In every one of the records below, swap "drop one marker" for "place a single pin" and reproduce the records with no other change.

DATA ROWS ▸
========
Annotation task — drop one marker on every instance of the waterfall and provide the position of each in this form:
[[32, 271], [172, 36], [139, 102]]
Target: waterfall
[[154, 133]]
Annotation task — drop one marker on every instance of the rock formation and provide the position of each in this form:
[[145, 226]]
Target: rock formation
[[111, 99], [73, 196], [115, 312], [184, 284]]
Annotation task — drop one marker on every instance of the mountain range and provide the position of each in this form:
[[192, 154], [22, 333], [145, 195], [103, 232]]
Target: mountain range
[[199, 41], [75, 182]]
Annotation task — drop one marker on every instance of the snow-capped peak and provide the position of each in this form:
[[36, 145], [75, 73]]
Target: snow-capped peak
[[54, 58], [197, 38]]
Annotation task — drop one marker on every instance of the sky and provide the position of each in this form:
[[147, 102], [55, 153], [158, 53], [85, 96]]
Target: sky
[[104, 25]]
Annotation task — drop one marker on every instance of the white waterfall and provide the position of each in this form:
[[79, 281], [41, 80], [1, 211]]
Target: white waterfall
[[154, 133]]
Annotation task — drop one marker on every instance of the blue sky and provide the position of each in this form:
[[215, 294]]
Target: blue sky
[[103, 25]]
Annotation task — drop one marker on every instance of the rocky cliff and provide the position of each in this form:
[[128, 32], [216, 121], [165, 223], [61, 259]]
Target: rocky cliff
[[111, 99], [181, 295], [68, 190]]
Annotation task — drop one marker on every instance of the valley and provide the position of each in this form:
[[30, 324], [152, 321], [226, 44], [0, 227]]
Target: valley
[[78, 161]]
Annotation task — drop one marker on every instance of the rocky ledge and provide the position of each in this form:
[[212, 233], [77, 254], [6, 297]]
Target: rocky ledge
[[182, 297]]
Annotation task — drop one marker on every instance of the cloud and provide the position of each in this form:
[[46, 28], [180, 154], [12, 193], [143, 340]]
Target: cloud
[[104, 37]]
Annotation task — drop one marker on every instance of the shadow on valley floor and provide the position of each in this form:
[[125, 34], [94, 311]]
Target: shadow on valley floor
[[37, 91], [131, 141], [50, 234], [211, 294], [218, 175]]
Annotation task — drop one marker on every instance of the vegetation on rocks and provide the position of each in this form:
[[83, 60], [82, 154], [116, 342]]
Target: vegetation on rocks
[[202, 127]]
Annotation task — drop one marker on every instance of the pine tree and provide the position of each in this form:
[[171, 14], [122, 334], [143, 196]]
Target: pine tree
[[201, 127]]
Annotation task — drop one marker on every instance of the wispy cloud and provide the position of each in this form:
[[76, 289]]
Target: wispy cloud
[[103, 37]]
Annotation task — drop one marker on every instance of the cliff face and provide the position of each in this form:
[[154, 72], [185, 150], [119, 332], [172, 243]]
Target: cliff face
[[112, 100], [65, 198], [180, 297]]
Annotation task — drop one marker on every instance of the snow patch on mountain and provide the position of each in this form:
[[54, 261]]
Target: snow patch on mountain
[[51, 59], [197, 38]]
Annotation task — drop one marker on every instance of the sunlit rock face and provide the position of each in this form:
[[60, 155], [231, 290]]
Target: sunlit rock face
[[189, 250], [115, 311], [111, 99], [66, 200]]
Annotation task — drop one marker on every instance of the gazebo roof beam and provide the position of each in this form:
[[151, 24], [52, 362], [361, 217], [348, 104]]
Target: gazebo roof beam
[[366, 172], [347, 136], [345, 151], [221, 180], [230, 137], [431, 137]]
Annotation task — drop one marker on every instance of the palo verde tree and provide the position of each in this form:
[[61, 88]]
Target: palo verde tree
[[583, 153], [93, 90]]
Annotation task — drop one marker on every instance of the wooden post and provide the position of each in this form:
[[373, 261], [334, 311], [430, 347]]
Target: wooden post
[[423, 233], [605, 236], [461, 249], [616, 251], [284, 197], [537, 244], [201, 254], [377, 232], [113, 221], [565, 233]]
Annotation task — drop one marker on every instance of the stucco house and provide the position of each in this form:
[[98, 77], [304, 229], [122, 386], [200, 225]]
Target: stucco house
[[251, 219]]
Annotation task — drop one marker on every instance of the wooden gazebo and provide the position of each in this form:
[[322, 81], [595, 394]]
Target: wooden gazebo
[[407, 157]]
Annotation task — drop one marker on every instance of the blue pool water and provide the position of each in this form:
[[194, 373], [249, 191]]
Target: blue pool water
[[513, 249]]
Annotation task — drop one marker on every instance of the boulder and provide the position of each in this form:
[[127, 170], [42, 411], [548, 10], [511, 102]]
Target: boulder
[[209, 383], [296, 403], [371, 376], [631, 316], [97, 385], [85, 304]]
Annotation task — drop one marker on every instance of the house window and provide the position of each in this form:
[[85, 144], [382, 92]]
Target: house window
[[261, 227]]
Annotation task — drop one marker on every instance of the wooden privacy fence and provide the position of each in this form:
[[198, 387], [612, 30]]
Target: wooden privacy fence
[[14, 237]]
========
FULL SOLUTION ▸
Annotation task — place a single pin on every instance of the waterfall and provide the position of each in this form:
[[32, 271], [172, 36], [139, 102]]
Target: waterfall
[[154, 133]]
Annotation task — place a single pin on every instance of the rock formation and provide the position of each in this form:
[[145, 226]]
Target: rock formation
[[111, 99], [73, 196], [115, 312], [184, 284]]
Annotation task — place a single pin on every instance of the mountain range and provide the position of each in this form:
[[192, 154], [22, 333], [145, 195], [103, 232]]
Target: mountain range
[[199, 41], [75, 182]]
Annotation task — place a single pin on every instance of the snow-capped peak and provide the position of each in this form:
[[36, 145], [75, 73]]
Target: snow-capped peak
[[54, 58], [197, 38]]
Annotation task — place a single pin on every instance of the sky and provide the position of each in this form:
[[147, 102], [55, 153], [158, 53], [85, 96]]
Target: sky
[[104, 25]]
Annotation task — place a single pin on every instance of the white waterfall and provide the position of each in this form:
[[79, 281], [41, 80], [1, 211]]
Target: white waterfall
[[154, 133]]
Annotation task — place a single pin on every instance of the blue sky and provide the position of each in this form:
[[215, 294]]
Target: blue sky
[[103, 25]]
Annotation task — place a single pin on every instance of the rocky cliff and provide the position of each in this form:
[[128, 32], [216, 121], [165, 223], [61, 259]]
Target: rocky cliff
[[111, 99], [181, 295], [68, 190]]
Annotation task — place a single pin on every instance of the valley and provide the position of each in this form:
[[30, 324], [152, 321], [226, 44], [0, 227]]
Target: valley
[[78, 161]]
Annotation task — place a single pin on every instance of the rocky ledge and provide the position of each in this form:
[[212, 233], [77, 254], [6, 297]]
Target: rocky ledge
[[182, 297]]
Annotation task — place a single pin on every instance of the cloud and provide the position of each in this form:
[[46, 28], [180, 154], [12, 193], [143, 340]]
Target: cloud
[[104, 37]]
Annotation task — place a single pin on every instance of the shadow on valley floor and provide the position of each in this form:
[[125, 34], [94, 311]]
Target: shadow on valley floor
[[37, 91], [131, 141], [50, 234], [211, 294], [218, 175]]
Annotation task — place a single pin on every instance of the vegetation on rocks and provide the position of each in this form:
[[83, 60], [82, 154], [116, 342]]
Target: vegetation on rocks
[[202, 127]]
Annotation task — place a single pin on every instance of the pine tree and provide the position of each in this form:
[[171, 14], [122, 334], [143, 196]]
Target: pine tree
[[201, 127]]
Annotation task — place a single pin on every instance of the wispy cloud and provide the position of each in this form:
[[76, 289]]
Target: wispy cloud
[[103, 37]]
Annotation task — place a single pin on every instance of the cliff face and provide the position of each in this form:
[[154, 72], [185, 150], [119, 332], [172, 243]]
Target: cliff face
[[112, 100], [65, 198], [180, 297]]
Annotation task — place a single pin on every instance of the snow patch on mountain and provide the position of each in this form:
[[54, 261]]
Target: snow patch on mountain
[[51, 59], [197, 38]]
Annotation task — place a single pin on every instance of the sunlit rock face and provide the position of each in this form:
[[60, 155], [231, 290]]
Target: sunlit rock face
[[189, 250], [115, 311], [111, 99], [66, 200]]
Annotation task — place a single pin on every instance of the gazebo roof beam and provide the position of each in this form:
[[151, 24], [52, 362], [361, 217], [348, 104]]
Target: gazebo roof beam
[[366, 172], [347, 136], [345, 151], [221, 180], [230, 137], [431, 137]]
Annotation task — place a single pin on every instance of the palo verde tree and provide the position of each in this form:
[[61, 88]]
Target: palo verde tree
[[583, 153], [93, 90]]
Annotation task — place a single pin on every instance of the wooden post and provide the position of each in this form:
[[373, 261], [334, 311], [430, 347]]
Target: wooden post
[[423, 233], [605, 236], [461, 249], [616, 251], [284, 197], [537, 244], [201, 254], [377, 232], [113, 221], [565, 233]]
Annotation task — place a single pin on every instance of the stucco house and provide the position of each in this form:
[[98, 77], [304, 229], [122, 386], [200, 225]]
Target: stucco house
[[251, 219]]
Annotation task — place a single pin on every instance of the wooden gazebo and provide the position of each in this form:
[[322, 81], [595, 394]]
Target: wooden gazebo
[[407, 157]]
Annotation task — place a single pin on every instance of the blue pool water and provide the position of each in this form:
[[194, 373], [249, 191]]
Target: blue pool water
[[513, 249]]
Annotation task — place a single pin on every instance of the boulder and provide the position of each in this form:
[[127, 170], [42, 411], [548, 10], [511, 102]]
Target: boulder
[[209, 383], [296, 403], [371, 376], [631, 316], [97, 385], [85, 304]]
Annotation task — place a single pin on every instance of the house window and provide the position of each in this form:
[[85, 144], [382, 92]]
Target: house window
[[261, 227]]
Annotation task — place a single pin on every instance of the wooden privacy fence and provide the position of each in this form:
[[198, 387], [612, 30]]
Target: wooden privacy fence
[[14, 237]]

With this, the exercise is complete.